Report every line in the entries below that contains the string "droplet". Treat uppercase and lowercase letters as different.

------------------------------------------------------------

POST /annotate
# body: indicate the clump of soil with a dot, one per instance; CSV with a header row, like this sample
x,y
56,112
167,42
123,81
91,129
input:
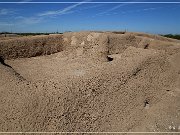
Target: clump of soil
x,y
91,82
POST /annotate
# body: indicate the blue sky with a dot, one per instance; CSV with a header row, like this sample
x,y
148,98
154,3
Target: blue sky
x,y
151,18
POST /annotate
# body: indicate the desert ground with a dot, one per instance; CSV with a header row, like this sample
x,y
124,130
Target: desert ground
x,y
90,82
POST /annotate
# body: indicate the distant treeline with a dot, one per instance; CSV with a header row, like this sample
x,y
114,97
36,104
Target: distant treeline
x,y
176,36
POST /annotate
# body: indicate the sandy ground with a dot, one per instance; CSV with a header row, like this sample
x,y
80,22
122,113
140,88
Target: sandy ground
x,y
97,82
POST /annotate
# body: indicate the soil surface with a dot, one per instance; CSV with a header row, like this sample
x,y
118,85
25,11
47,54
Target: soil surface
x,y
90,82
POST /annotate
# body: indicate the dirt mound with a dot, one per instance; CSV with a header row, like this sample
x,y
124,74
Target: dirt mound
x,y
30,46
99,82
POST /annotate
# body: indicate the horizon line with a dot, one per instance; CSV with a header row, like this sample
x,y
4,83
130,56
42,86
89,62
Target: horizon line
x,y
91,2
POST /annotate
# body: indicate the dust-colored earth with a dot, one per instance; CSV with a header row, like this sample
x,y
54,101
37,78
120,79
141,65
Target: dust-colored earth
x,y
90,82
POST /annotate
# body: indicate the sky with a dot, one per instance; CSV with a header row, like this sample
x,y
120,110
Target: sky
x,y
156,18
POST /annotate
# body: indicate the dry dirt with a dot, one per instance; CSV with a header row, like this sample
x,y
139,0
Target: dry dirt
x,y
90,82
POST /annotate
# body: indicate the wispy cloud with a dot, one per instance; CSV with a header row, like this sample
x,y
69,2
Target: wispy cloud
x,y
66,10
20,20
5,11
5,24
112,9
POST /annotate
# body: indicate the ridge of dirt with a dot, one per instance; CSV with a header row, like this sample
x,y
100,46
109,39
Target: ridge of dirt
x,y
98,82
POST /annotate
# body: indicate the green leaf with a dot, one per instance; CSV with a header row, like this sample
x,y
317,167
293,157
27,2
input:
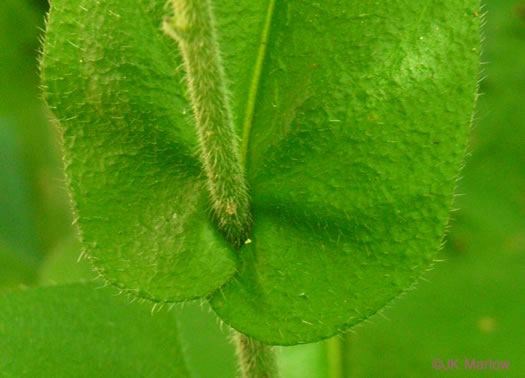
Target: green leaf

------------------------------------------------------------

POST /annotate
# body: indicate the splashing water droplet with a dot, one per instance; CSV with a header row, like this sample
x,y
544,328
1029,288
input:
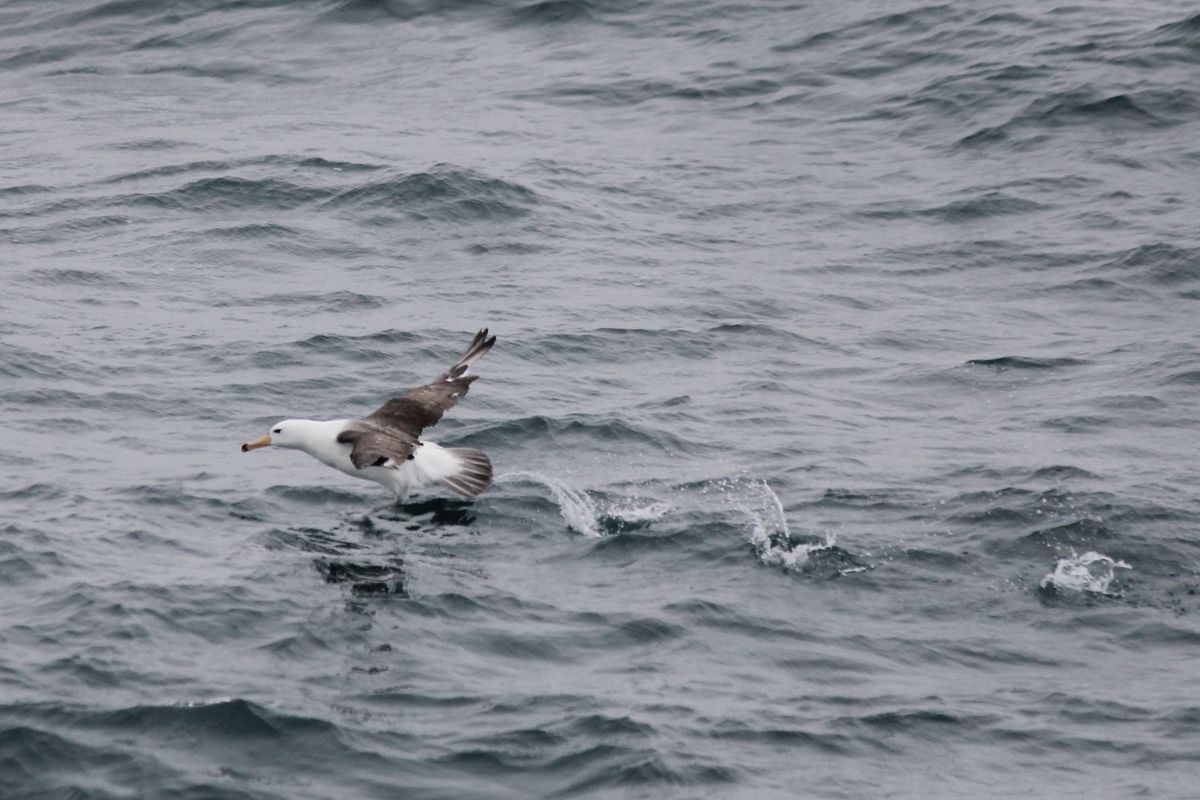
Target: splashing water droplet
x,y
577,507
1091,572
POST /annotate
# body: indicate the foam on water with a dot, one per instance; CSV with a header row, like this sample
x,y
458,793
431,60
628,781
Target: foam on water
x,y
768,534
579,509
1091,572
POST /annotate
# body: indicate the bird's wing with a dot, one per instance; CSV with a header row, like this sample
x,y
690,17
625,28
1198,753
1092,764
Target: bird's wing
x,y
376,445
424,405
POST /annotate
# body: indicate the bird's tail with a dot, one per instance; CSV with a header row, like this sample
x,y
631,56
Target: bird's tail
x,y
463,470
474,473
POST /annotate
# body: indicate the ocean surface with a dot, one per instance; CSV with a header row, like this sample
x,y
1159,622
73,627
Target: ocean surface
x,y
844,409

------------------------------------------------------------

**Problem solution**
# body: indicate the splashing water droplet with a dot, one per instance; CSV with a header row, like this sample
Target: splashing water droplet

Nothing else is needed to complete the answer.